— start of Data rows —

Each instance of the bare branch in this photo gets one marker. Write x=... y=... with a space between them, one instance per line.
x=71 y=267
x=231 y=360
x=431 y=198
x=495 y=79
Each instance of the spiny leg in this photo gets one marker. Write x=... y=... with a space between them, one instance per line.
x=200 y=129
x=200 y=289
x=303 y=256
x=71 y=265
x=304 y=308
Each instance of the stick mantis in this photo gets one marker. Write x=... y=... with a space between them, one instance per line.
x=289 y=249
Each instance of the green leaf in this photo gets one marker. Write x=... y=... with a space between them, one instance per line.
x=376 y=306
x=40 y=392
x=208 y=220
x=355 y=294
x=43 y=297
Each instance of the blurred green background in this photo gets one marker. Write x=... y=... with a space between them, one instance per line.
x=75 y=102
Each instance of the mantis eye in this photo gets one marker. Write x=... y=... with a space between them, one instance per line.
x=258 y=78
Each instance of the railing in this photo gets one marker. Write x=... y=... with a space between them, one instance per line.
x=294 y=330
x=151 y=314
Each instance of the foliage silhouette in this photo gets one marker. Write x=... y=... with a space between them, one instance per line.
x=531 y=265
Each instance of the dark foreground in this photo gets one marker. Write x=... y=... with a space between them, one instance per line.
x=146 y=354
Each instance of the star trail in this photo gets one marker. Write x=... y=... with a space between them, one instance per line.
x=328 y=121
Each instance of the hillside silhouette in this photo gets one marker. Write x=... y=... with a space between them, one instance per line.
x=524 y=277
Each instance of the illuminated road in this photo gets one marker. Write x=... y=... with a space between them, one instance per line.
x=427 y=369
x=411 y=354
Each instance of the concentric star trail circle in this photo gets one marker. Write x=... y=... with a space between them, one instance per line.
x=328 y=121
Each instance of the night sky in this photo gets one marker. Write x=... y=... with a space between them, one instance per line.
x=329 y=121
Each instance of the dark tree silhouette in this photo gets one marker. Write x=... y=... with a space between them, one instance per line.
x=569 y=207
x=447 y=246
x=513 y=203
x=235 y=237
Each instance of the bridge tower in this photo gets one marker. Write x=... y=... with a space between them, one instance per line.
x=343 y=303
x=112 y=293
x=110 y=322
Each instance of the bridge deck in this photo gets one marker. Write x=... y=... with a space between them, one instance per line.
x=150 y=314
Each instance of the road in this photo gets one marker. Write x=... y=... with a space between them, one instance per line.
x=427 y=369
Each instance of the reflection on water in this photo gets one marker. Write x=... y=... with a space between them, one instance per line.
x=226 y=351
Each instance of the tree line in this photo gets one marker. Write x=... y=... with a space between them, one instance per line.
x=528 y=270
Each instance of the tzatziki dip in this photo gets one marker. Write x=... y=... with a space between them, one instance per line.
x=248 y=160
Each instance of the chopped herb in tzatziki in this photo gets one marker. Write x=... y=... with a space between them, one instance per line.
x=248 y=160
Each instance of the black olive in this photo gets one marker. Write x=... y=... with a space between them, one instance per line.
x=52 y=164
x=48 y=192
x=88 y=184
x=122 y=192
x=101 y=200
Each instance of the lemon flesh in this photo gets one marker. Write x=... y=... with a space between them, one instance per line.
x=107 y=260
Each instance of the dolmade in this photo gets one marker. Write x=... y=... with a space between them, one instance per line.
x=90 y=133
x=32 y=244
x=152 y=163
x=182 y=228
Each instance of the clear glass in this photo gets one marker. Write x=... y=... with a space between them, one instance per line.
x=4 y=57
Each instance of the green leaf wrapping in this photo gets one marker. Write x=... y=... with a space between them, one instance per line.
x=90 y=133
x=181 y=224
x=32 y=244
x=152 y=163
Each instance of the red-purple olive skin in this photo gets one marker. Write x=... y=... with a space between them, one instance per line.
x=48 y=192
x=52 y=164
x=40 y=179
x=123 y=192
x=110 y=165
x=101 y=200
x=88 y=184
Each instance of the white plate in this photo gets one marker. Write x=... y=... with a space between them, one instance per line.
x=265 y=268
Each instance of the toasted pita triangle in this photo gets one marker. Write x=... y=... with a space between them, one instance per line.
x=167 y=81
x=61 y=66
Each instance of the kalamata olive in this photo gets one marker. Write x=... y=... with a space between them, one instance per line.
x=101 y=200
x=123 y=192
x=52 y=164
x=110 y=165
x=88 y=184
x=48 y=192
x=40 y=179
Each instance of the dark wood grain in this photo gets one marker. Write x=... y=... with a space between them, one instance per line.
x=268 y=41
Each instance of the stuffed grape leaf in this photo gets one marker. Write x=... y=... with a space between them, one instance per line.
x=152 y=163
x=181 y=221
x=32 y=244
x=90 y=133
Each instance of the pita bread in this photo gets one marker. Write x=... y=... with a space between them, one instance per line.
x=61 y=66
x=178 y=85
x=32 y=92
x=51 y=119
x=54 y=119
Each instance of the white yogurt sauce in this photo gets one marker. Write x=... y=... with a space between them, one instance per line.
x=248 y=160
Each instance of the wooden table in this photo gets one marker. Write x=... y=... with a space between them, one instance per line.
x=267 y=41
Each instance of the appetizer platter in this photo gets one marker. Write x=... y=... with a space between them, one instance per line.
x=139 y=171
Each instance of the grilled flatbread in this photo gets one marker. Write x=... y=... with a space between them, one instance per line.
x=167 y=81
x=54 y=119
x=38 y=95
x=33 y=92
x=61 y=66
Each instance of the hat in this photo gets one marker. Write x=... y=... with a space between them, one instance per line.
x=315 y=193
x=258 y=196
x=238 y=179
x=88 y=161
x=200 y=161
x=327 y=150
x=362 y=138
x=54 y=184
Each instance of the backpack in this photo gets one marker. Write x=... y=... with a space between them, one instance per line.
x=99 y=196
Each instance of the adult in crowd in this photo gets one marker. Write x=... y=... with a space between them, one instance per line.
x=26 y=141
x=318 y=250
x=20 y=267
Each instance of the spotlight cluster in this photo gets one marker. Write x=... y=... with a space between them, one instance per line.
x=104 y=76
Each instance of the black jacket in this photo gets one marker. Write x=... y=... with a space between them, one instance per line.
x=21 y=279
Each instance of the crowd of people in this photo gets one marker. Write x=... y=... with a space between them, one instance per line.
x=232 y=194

— end of Data rows —

## What needs to be done
Copy out the items above word for word, from the line containing "Each instance of the black jacket" through the final line of the items, including both.

## The answer
Each instance of the black jacket in this photo gets one marker. Write x=... y=... with a space between them, one instance per line.
x=21 y=279
Each instance of the crowd of people in this photo gets one marker. Write x=... y=... with a space between them, one instance per line.
x=232 y=194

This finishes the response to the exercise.